PASSAGE SHOWN:
In part, this was due to the solstice dawn taking place on a Thursday morning. Attendee numbers are highest when it falls on a weekend, but other factors may also have been involved. It now costs £15 to park a vehicle for the solstice — “£15 per car, live-in vehicle and non-commercial minibus (up to 19 seats)”, as English Heritage describe it — and security has been ramped up in the last two years, primarily, it seems, because of the government’s delight in keeping us in a perpetual state of fear — and racist fear, to boot — by pretending that every aspect of our lives is subject to a potential terrorist threat, even the summer solstice at Stonehenge.
“As with last year’s event”, the BBC explained, “Wiltshire Police confirmed it had stepped up security with armed police on patrol.” Yes, that’s right. Armed police at Stonehenge. What a horrible and unnecessary policy. Supt. Dave Minty, Wiltshire Police’s overnight commander, conceding that there had been no trouble at all, and that “behaviour at the stones was ‘brilliant’, with no arrests made”, nevertheless said of the security situation, “People seem to have adapted really well to the heightened level of security and they’ve been really patient with it.”
I have to say that personally I would have found it hard to be so patient, but that’s perhaps one of the reasons that I wasn’t at Stonehenge this year. I attended Managed Open Access every year from 2001 to 2005, and enjoyed the odd sunny solstice like this morning, an experience that does genuinely provide some sort of connection to the temple’s long-lost makers, as well as having some good times with various travelling companions, selling my books Stonehenge: Celebration & Subversion and The Battle of the Beanfield, and on occasion consuming quite alarming amounts of brandy coffee.

EXERCISES TO COMPLETE:
**A.** Translate this sentence from the passage about the Stonehenge solstice into Spanish: "In part, this was due to the solstice dawn taking place on a Thursday morning."
**B.** From the passage about the Stonehenge solstice, extract the text between "In part, this" and "solstice at Stonehenge.", inclusive.

EXTRACTED MATERIAL:
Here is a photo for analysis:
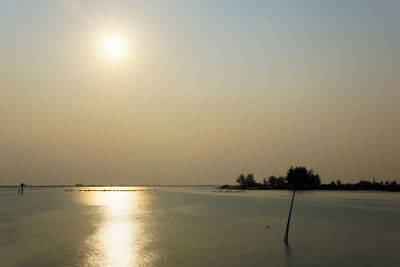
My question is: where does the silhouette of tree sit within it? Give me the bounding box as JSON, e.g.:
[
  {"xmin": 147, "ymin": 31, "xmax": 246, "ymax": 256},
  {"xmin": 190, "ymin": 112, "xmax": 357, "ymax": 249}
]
[
  {"xmin": 236, "ymin": 173, "xmax": 257, "ymax": 189},
  {"xmin": 284, "ymin": 167, "xmax": 321, "ymax": 244},
  {"xmin": 236, "ymin": 173, "xmax": 246, "ymax": 188}
]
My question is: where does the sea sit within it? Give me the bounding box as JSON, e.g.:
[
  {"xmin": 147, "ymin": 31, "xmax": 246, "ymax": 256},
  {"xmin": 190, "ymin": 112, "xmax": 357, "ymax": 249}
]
[{"xmin": 0, "ymin": 186, "xmax": 400, "ymax": 267}]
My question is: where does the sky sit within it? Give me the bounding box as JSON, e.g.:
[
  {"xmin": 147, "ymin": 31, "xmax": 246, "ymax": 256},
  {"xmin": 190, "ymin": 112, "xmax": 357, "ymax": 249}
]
[{"xmin": 0, "ymin": 0, "xmax": 400, "ymax": 184}]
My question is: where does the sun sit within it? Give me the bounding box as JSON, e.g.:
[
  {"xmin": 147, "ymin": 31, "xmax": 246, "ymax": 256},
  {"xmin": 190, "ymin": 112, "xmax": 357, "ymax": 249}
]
[{"xmin": 103, "ymin": 36, "xmax": 125, "ymax": 58}]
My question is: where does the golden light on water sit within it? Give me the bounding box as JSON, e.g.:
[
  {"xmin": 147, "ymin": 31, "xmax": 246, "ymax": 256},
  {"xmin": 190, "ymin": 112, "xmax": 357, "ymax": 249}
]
[{"xmin": 81, "ymin": 188, "xmax": 144, "ymax": 267}]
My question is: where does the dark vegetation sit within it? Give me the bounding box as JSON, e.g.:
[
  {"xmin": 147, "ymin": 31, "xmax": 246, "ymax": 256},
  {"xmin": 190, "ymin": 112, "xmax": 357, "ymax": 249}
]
[{"xmin": 221, "ymin": 167, "xmax": 400, "ymax": 192}]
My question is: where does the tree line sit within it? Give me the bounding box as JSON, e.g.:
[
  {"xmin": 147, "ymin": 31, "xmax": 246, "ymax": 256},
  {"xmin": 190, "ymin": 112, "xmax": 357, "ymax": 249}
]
[{"xmin": 221, "ymin": 166, "xmax": 400, "ymax": 192}]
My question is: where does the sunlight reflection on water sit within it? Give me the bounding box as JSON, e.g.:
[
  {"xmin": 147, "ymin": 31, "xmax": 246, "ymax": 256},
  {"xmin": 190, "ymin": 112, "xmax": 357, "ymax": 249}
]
[{"xmin": 77, "ymin": 188, "xmax": 144, "ymax": 267}]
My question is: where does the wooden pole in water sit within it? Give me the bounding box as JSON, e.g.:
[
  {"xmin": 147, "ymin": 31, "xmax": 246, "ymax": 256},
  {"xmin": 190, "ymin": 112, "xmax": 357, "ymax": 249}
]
[{"xmin": 284, "ymin": 187, "xmax": 296, "ymax": 245}]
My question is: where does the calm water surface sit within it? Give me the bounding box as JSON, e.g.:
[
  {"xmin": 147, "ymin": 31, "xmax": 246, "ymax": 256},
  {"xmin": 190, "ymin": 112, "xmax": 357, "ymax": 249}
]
[{"xmin": 0, "ymin": 187, "xmax": 400, "ymax": 267}]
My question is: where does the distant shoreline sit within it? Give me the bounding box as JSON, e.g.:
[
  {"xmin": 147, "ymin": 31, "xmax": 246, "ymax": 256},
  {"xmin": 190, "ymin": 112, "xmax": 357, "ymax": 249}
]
[{"xmin": 0, "ymin": 183, "xmax": 400, "ymax": 192}]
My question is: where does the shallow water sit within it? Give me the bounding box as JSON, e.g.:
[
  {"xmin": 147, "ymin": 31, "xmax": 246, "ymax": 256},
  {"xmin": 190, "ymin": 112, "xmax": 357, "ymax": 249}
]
[{"xmin": 0, "ymin": 187, "xmax": 400, "ymax": 267}]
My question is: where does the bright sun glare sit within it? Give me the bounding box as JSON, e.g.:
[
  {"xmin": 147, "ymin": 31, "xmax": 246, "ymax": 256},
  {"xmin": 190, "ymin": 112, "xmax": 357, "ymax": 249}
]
[{"xmin": 103, "ymin": 37, "xmax": 124, "ymax": 58}]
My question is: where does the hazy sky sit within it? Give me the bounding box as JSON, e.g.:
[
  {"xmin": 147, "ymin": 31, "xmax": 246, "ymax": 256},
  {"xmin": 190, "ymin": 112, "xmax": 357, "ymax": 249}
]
[{"xmin": 0, "ymin": 0, "xmax": 400, "ymax": 184}]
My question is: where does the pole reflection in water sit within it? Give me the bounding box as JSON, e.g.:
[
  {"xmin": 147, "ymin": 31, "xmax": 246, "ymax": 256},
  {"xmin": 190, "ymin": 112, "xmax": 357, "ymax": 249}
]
[{"xmin": 81, "ymin": 188, "xmax": 145, "ymax": 267}]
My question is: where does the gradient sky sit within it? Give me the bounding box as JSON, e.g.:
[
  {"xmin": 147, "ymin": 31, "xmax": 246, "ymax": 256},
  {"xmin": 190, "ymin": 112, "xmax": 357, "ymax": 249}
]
[{"xmin": 0, "ymin": 0, "xmax": 400, "ymax": 184}]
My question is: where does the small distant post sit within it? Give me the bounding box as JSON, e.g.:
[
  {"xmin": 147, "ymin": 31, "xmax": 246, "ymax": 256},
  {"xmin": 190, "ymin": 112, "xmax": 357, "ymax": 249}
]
[{"xmin": 18, "ymin": 183, "xmax": 24, "ymax": 195}]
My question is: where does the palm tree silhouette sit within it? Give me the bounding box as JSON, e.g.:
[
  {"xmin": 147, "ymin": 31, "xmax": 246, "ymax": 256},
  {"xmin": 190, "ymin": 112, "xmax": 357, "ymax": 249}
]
[{"xmin": 284, "ymin": 167, "xmax": 321, "ymax": 245}]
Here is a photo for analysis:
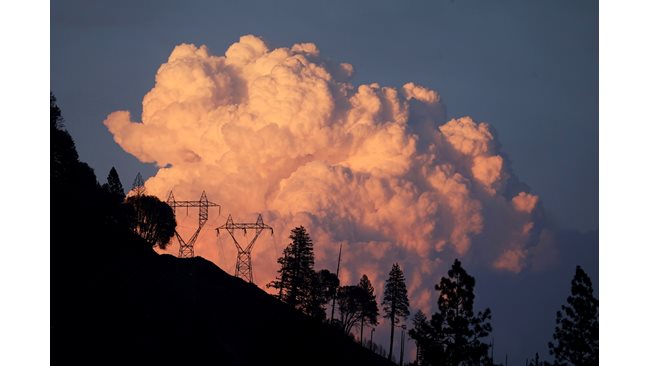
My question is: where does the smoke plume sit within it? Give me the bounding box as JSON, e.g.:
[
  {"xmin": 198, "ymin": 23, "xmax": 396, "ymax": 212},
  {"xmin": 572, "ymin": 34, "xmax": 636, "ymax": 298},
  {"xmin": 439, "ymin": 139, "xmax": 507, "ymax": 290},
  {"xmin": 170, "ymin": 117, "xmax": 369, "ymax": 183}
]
[{"xmin": 104, "ymin": 35, "xmax": 541, "ymax": 312}]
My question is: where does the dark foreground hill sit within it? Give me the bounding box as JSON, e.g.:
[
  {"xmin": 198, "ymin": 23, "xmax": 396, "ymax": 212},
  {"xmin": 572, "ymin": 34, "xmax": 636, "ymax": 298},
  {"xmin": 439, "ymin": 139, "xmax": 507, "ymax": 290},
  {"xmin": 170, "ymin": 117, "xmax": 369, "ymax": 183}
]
[
  {"xmin": 52, "ymin": 98, "xmax": 391, "ymax": 365},
  {"xmin": 75, "ymin": 246, "xmax": 390, "ymax": 365}
]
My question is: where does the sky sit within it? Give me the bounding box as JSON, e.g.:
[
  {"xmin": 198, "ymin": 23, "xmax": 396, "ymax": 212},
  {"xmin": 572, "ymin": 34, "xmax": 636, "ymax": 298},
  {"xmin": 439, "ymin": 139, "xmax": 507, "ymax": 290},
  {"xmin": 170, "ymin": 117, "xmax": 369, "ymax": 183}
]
[{"xmin": 50, "ymin": 0, "xmax": 598, "ymax": 362}]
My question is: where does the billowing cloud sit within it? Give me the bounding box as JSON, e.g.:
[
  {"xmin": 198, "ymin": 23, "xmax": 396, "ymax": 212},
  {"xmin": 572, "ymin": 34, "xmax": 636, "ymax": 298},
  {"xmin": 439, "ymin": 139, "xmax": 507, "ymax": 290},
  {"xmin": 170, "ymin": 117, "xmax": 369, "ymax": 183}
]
[{"xmin": 104, "ymin": 35, "xmax": 539, "ymax": 318}]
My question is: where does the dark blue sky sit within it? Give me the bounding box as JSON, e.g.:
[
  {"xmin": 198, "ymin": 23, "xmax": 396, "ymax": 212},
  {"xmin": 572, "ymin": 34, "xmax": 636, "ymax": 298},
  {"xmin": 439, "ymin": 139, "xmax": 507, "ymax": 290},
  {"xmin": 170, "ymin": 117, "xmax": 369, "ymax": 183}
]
[{"xmin": 51, "ymin": 0, "xmax": 598, "ymax": 364}]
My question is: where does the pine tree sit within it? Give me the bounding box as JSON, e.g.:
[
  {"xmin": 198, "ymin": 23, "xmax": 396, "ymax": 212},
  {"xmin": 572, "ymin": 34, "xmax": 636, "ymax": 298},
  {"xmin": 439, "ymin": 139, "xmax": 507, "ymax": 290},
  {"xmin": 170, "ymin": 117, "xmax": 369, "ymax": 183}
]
[
  {"xmin": 125, "ymin": 195, "xmax": 176, "ymax": 249},
  {"xmin": 267, "ymin": 226, "xmax": 314, "ymax": 312},
  {"xmin": 338, "ymin": 285, "xmax": 366, "ymax": 334},
  {"xmin": 409, "ymin": 310, "xmax": 427, "ymax": 365},
  {"xmin": 381, "ymin": 263, "xmax": 409, "ymax": 360},
  {"xmin": 305, "ymin": 269, "xmax": 339, "ymax": 321},
  {"xmin": 548, "ymin": 266, "xmax": 598, "ymax": 366},
  {"xmin": 105, "ymin": 167, "xmax": 126, "ymax": 202},
  {"xmin": 421, "ymin": 259, "xmax": 492, "ymax": 366},
  {"xmin": 359, "ymin": 274, "xmax": 379, "ymax": 344}
]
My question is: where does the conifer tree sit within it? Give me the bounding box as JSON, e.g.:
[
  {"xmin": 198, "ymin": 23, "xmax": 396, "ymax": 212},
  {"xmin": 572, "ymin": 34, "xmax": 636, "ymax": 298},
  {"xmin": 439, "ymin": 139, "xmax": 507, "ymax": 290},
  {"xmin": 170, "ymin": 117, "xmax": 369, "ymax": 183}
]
[
  {"xmin": 548, "ymin": 266, "xmax": 598, "ymax": 366},
  {"xmin": 421, "ymin": 259, "xmax": 492, "ymax": 366},
  {"xmin": 381, "ymin": 263, "xmax": 409, "ymax": 360},
  {"xmin": 105, "ymin": 167, "xmax": 126, "ymax": 202},
  {"xmin": 359, "ymin": 274, "xmax": 379, "ymax": 344},
  {"xmin": 267, "ymin": 226, "xmax": 315, "ymax": 313}
]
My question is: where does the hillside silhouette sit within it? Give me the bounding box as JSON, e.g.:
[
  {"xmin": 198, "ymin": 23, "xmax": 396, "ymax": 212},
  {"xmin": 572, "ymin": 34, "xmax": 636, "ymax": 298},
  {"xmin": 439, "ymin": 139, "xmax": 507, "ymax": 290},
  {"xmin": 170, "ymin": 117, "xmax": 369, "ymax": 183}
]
[{"xmin": 50, "ymin": 96, "xmax": 392, "ymax": 365}]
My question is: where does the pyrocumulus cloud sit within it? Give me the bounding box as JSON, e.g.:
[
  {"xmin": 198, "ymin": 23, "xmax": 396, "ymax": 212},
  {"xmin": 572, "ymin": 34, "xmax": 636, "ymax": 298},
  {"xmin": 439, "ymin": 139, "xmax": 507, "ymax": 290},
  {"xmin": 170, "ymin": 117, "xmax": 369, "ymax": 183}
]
[{"xmin": 104, "ymin": 35, "xmax": 541, "ymax": 311}]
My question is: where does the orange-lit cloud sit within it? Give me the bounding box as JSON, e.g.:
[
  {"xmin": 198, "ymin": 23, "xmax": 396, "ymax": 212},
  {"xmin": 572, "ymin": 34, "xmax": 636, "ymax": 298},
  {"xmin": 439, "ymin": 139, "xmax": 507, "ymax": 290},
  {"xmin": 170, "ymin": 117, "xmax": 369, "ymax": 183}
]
[{"xmin": 104, "ymin": 35, "xmax": 538, "ymax": 310}]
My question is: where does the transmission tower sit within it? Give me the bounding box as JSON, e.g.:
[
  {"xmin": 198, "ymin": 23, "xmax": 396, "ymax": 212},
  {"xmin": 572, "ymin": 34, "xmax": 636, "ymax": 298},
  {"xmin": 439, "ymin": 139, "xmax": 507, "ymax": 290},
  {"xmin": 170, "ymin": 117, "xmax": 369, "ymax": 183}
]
[
  {"xmin": 167, "ymin": 191, "xmax": 221, "ymax": 258},
  {"xmin": 131, "ymin": 172, "xmax": 145, "ymax": 196},
  {"xmin": 216, "ymin": 214, "xmax": 273, "ymax": 282}
]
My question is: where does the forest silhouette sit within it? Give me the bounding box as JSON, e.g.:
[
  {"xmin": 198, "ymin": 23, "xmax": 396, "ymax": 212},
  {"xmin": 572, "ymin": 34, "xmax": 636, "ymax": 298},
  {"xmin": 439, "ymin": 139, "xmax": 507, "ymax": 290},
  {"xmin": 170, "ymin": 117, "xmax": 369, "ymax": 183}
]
[{"xmin": 50, "ymin": 95, "xmax": 598, "ymax": 366}]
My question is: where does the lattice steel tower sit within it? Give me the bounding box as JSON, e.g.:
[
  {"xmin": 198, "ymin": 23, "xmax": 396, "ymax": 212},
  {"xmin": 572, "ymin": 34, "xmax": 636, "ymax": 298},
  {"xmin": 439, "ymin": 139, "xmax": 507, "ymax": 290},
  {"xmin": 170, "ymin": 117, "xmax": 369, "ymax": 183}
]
[
  {"xmin": 167, "ymin": 191, "xmax": 221, "ymax": 258},
  {"xmin": 216, "ymin": 214, "xmax": 273, "ymax": 282}
]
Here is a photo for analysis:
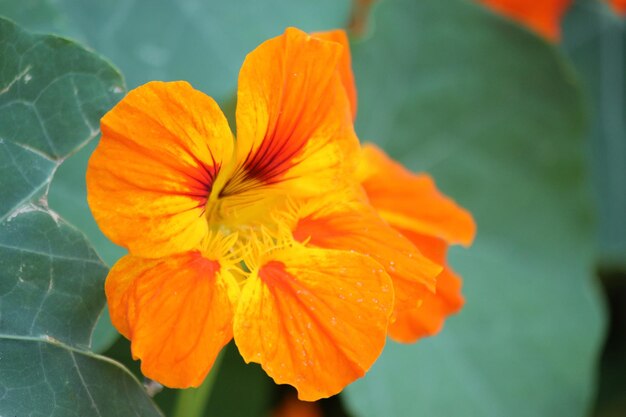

RESULTS OF THE EXERCISE:
**A.** En parte, esto se debió a que el amanecer del solsticio tuvo lugar un jueves por la mañana.

**B.**
In part, this was due to the solstice dawn taking place on a Thursday morning. Attendee numbers are highest when it falls on a weekend, but other factors may also have been involved. It now costs £15 to park a vehicle for the solstice — “£15 per car, live-in vehicle and non-commercial minibus (up to 19 seats)”, as English Heritage describe it — and security has been ramped up in the last two years, primarily, it seems, because of the government’s delight in keeping us in a perpetual state of fear — and racist fear, to boot — by pretending that every aspect of our lives is subject to a potential terrorist threat, even the summer solstice at Stonehenge.